- [TASK OBJECTIVE]:
In the data below, find the line containing "pair like [81,152].", then set down that line and every later line up to and including the line containing "pair like [172,73].", exactly.

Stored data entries
━━━━━━━━

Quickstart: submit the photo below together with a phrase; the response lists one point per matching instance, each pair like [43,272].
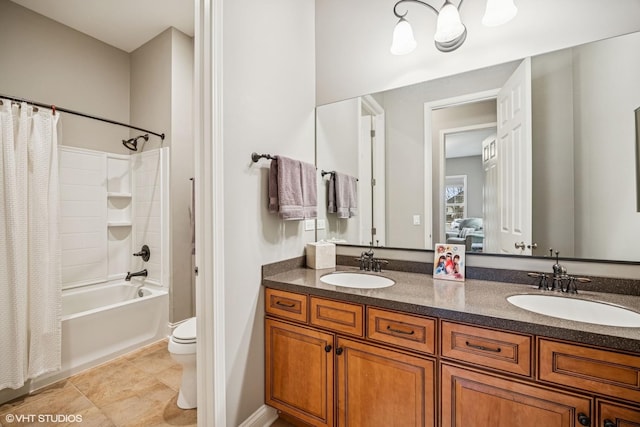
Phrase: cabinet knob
[583,419]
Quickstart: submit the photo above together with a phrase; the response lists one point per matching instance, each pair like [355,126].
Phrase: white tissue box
[321,255]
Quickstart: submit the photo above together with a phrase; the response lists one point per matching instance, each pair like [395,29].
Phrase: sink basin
[356,280]
[599,313]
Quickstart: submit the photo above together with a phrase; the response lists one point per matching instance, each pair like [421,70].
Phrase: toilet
[182,347]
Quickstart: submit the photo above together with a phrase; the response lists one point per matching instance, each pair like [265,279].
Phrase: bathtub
[102,321]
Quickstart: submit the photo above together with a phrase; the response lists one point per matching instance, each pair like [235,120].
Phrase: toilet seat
[185,333]
[182,347]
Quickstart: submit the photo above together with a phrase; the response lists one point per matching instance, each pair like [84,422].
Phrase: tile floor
[136,389]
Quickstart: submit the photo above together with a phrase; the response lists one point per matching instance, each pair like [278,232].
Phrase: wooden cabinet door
[383,388]
[617,415]
[299,372]
[474,399]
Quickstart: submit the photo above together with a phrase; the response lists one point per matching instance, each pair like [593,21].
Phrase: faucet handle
[145,253]
[542,284]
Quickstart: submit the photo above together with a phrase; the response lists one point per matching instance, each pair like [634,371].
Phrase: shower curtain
[30,285]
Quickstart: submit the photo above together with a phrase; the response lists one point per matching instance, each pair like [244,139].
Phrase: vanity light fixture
[450,31]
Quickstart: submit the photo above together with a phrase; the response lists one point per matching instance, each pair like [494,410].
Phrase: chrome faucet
[369,263]
[142,273]
[560,280]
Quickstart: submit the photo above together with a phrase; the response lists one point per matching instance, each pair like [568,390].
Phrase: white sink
[357,280]
[568,308]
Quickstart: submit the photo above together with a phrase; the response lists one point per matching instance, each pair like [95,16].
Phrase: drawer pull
[483,348]
[284,304]
[400,331]
[583,419]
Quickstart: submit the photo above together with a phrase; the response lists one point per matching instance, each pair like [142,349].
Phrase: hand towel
[308,176]
[290,196]
[273,187]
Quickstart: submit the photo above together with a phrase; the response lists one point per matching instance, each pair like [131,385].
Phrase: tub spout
[138,273]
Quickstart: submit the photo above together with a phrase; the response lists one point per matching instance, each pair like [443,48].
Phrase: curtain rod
[65,110]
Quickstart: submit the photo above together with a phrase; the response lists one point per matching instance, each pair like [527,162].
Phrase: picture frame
[449,262]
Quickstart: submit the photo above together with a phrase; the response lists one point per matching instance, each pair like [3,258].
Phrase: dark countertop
[477,302]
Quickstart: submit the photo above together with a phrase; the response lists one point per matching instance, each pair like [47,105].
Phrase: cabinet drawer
[599,371]
[288,305]
[500,350]
[337,315]
[403,330]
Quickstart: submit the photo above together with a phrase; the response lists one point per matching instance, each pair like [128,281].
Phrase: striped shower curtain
[30,286]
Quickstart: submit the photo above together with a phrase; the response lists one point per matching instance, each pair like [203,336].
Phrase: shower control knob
[145,253]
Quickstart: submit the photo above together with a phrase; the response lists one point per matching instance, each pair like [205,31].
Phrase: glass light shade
[403,40]
[499,12]
[449,26]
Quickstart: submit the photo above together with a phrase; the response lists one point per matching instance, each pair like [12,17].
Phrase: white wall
[353,39]
[268,107]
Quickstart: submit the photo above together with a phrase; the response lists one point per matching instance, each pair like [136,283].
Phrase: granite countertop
[477,302]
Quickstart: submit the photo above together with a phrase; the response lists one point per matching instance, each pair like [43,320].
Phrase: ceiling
[125,24]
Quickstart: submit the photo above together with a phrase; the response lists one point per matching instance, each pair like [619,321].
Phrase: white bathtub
[102,321]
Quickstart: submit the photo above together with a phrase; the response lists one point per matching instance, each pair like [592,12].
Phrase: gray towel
[343,195]
[309,190]
[273,187]
[292,189]
[290,198]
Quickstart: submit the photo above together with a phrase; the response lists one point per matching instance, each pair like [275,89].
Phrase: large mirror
[519,158]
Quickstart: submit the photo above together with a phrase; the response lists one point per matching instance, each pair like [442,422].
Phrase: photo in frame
[449,262]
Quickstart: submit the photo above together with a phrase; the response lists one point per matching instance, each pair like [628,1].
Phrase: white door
[514,162]
[371,173]
[490,210]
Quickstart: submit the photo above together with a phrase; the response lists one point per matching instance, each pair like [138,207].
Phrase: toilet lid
[186,331]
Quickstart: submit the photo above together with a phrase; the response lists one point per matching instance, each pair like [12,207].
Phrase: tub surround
[480,302]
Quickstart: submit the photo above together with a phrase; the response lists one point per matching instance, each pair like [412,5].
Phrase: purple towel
[292,189]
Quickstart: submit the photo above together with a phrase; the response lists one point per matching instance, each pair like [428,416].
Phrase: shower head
[132,144]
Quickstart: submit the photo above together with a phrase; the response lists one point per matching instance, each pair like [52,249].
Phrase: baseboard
[263,417]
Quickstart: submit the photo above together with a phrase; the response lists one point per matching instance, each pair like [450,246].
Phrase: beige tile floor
[137,389]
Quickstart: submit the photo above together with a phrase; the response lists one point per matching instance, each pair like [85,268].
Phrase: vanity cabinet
[617,415]
[475,399]
[382,387]
[375,385]
[337,363]
[299,365]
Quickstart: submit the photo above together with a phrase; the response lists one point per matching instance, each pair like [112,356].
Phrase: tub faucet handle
[145,253]
[142,273]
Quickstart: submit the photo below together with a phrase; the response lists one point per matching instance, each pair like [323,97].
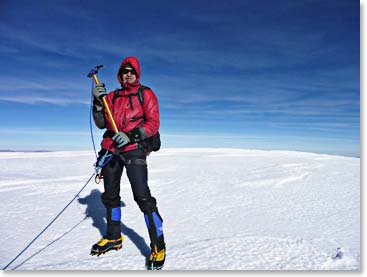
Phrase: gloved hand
[98,92]
[121,139]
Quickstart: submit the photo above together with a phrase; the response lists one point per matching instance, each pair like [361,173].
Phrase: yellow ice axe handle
[106,106]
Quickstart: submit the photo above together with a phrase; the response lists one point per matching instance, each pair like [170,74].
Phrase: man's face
[128,75]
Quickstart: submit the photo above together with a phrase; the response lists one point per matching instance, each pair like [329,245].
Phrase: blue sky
[241,74]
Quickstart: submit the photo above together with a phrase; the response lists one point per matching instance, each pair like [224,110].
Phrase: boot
[157,256]
[113,238]
[156,259]
[104,245]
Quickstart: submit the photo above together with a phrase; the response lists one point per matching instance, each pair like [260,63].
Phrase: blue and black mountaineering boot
[155,228]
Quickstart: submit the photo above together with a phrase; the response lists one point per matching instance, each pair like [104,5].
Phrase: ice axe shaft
[93,73]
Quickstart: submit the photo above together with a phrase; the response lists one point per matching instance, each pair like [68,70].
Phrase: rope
[90,119]
[77,195]
[106,158]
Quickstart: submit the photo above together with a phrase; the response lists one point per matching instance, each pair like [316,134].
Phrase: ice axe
[93,73]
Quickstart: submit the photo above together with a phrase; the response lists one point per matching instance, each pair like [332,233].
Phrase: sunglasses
[126,71]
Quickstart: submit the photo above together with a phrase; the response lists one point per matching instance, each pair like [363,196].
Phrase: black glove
[137,135]
[99,91]
[121,139]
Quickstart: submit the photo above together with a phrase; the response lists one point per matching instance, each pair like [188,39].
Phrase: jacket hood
[134,62]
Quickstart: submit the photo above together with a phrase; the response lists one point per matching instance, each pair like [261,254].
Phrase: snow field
[222,209]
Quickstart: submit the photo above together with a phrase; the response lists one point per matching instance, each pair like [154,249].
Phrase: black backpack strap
[139,93]
[115,95]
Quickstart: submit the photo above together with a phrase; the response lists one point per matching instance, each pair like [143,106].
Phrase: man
[136,114]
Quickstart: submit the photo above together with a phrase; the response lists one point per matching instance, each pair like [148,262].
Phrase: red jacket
[124,115]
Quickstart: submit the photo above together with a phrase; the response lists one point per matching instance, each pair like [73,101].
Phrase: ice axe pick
[93,73]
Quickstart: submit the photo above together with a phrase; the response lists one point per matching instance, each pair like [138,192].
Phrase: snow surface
[222,209]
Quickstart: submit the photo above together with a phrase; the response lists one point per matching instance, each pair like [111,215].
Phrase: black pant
[136,168]
[137,171]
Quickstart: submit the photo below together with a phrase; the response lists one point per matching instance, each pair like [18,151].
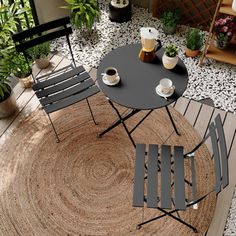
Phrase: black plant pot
[120,14]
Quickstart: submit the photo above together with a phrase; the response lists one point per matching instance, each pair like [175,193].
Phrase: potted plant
[7,99]
[194,42]
[22,70]
[224,30]
[39,54]
[170,56]
[84,13]
[170,20]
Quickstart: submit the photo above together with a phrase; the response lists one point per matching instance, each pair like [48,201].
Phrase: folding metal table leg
[172,121]
[166,213]
[120,121]
[57,137]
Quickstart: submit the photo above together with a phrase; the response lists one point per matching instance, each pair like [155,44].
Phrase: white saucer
[105,81]
[165,95]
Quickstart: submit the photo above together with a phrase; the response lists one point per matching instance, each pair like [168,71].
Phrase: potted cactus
[84,13]
[170,57]
[169,20]
[194,42]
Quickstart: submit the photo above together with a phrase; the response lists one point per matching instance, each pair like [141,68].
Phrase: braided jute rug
[84,184]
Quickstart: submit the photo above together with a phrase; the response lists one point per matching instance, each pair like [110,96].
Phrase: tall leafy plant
[84,13]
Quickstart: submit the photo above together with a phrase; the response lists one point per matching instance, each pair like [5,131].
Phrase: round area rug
[84,184]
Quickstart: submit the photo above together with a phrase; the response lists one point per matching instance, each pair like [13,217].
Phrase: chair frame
[47,32]
[221,173]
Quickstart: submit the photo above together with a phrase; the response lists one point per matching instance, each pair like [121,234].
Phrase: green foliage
[170,18]
[194,39]
[5,89]
[20,67]
[84,13]
[39,51]
[171,50]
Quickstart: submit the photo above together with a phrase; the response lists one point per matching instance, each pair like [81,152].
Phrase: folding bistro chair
[173,177]
[62,87]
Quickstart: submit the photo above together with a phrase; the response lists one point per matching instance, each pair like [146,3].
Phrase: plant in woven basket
[39,54]
[84,13]
[193,41]
[170,57]
[170,20]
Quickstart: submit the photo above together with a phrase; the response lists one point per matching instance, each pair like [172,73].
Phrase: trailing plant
[84,13]
[5,89]
[171,50]
[194,39]
[170,18]
[39,51]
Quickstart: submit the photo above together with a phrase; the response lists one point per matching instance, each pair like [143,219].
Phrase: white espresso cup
[110,74]
[166,86]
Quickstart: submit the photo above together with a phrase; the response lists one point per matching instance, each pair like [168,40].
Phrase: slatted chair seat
[172,196]
[63,87]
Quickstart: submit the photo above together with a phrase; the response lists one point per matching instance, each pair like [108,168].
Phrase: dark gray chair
[62,87]
[172,175]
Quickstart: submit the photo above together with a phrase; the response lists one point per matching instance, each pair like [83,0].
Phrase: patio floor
[198,114]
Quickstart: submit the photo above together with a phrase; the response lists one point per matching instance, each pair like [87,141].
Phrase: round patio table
[138,81]
[136,88]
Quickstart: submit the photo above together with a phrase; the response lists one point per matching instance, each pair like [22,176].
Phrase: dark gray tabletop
[138,79]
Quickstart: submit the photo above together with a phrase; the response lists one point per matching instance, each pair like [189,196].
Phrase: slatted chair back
[43,33]
[172,171]
[217,136]
[173,174]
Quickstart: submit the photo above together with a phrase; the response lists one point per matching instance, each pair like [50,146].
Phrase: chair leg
[91,112]
[57,137]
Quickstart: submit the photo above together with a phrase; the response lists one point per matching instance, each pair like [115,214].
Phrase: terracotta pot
[191,53]
[8,106]
[169,62]
[42,63]
[26,82]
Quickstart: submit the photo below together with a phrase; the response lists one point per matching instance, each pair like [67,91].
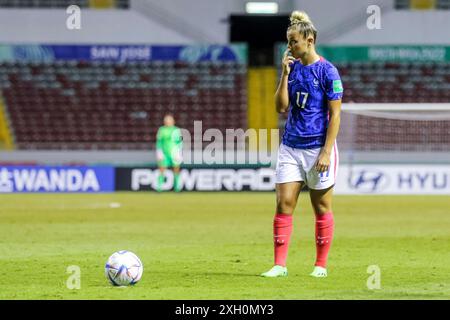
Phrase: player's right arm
[282,94]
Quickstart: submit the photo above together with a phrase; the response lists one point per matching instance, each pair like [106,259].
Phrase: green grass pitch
[214,246]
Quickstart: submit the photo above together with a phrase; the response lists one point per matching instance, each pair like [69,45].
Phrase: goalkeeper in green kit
[169,151]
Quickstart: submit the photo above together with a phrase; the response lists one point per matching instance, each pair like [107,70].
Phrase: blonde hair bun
[299,17]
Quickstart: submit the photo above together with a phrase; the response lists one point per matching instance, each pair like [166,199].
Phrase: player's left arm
[324,160]
[334,91]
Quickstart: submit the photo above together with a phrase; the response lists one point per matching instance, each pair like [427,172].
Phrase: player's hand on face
[287,61]
[323,162]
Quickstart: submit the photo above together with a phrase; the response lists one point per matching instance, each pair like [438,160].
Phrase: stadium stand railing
[119,4]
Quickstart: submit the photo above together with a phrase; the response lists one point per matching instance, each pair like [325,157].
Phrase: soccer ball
[123,268]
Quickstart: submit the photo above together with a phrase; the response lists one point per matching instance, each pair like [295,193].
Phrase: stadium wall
[355,180]
[203,21]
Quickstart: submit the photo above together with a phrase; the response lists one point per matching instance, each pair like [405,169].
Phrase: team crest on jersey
[316,83]
[337,86]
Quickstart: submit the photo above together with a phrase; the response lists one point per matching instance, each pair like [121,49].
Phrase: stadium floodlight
[261,7]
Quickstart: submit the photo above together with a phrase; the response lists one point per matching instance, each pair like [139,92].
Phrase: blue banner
[56,179]
[124,53]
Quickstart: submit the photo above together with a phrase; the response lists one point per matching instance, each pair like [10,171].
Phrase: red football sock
[282,229]
[324,236]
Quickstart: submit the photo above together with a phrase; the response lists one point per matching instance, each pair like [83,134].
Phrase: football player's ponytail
[301,22]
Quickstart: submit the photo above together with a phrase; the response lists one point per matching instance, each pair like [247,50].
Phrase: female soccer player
[311,90]
[168,151]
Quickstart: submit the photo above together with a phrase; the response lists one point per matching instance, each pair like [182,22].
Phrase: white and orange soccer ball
[123,268]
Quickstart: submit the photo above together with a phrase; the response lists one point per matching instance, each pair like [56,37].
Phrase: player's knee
[285,206]
[322,208]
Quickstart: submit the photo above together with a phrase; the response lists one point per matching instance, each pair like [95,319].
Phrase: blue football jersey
[310,88]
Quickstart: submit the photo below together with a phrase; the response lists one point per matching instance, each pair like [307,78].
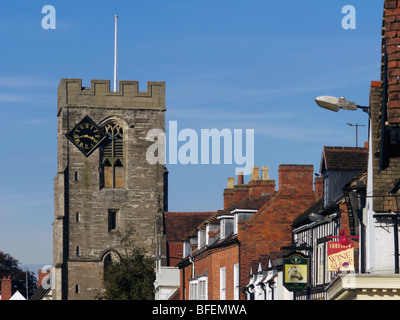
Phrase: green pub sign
[296,268]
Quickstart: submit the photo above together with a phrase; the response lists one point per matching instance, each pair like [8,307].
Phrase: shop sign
[296,268]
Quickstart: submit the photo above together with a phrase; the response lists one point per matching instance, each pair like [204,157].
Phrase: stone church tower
[104,188]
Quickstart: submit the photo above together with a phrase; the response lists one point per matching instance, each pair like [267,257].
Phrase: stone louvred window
[112,162]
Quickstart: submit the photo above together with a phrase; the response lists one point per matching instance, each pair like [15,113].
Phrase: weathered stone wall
[139,202]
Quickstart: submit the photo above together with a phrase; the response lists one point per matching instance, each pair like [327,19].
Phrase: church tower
[104,188]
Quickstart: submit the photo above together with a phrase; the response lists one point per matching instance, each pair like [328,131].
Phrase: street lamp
[335,104]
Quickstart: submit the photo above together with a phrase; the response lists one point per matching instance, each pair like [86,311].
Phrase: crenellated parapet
[72,94]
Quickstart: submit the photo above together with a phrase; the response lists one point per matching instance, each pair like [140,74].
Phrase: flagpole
[115,52]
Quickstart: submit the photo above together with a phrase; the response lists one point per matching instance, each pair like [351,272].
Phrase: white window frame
[198,289]
[193,287]
[202,293]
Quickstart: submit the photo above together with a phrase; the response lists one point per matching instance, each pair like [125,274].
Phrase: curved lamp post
[335,104]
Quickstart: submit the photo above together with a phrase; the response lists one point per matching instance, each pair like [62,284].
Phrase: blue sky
[254,64]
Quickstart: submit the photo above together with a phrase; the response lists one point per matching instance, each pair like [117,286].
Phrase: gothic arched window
[112,162]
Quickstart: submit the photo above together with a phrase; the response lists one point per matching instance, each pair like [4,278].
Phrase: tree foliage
[9,268]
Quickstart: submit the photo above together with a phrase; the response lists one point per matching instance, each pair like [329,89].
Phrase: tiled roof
[178,224]
[303,218]
[344,158]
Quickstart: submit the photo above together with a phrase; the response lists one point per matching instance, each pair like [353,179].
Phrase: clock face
[86,136]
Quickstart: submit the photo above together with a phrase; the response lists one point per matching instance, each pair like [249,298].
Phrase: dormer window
[211,231]
[201,234]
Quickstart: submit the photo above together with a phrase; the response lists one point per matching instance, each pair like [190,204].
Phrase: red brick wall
[391,33]
[212,262]
[270,228]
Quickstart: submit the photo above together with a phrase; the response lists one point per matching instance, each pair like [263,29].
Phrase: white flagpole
[115,53]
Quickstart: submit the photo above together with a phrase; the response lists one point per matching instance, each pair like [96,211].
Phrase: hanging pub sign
[340,257]
[296,268]
[341,253]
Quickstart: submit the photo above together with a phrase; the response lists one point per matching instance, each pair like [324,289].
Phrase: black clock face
[86,136]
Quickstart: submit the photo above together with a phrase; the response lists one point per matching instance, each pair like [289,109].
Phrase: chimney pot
[264,173]
[240,178]
[255,175]
[231,183]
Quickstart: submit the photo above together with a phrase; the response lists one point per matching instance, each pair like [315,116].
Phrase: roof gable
[343,158]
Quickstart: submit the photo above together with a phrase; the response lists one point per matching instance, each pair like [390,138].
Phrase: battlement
[72,94]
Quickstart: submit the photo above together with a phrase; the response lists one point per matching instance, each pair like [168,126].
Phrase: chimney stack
[264,173]
[296,179]
[228,193]
[318,184]
[241,190]
[6,288]
[259,187]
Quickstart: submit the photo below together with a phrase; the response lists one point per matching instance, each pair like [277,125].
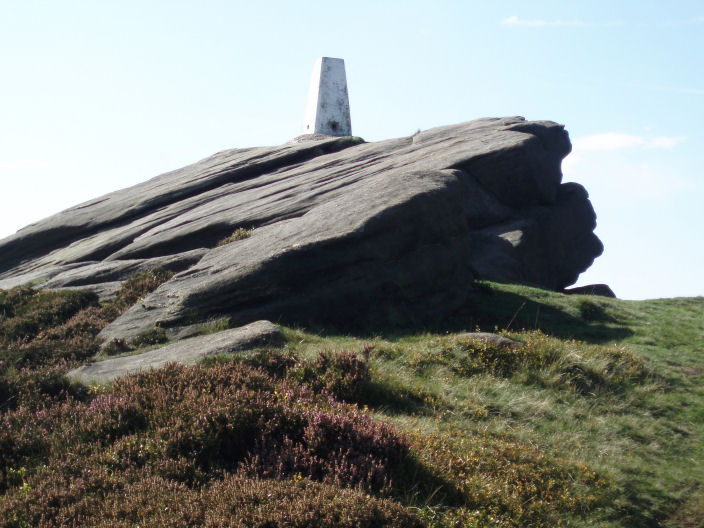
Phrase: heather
[595,420]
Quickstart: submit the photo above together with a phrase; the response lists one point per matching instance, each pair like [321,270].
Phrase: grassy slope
[641,432]
[597,421]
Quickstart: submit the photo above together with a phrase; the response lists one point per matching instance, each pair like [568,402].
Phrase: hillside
[597,420]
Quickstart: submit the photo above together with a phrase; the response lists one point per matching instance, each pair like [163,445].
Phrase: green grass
[597,420]
[616,396]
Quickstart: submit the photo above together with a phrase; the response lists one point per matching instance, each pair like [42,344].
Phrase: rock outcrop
[254,335]
[342,231]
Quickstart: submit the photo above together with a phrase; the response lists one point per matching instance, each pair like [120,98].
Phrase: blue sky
[97,96]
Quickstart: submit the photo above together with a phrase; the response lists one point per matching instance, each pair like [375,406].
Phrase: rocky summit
[329,230]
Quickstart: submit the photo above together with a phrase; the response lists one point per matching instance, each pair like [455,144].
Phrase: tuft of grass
[238,234]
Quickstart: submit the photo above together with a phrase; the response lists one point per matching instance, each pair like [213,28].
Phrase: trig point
[328,108]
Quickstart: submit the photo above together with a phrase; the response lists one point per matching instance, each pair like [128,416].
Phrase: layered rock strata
[342,231]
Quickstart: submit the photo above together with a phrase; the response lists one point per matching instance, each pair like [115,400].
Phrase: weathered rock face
[343,231]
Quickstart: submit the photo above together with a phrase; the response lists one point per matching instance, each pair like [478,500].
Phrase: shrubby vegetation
[594,427]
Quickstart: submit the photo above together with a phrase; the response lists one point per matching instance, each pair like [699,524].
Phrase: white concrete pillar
[328,108]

━━━━━━━━

- [EXERCISE SOLUTION]:
Quickstart: submit the photo above together with a phrase; the response lists one point per matching instance, each pair like [81,152].
Phrase: folding bistro chair
[173,177]
[62,87]
Quickstart: submit the photo above together with a phrase; the response lists one point per matching instance, each pair like [146,3].
Phrase: plant in woven basket
[39,54]
[84,13]
[193,41]
[170,57]
[170,20]
Quickstart: submit the photo above together with a phrase; the response lists one point per matching instance, each pair like [172,73].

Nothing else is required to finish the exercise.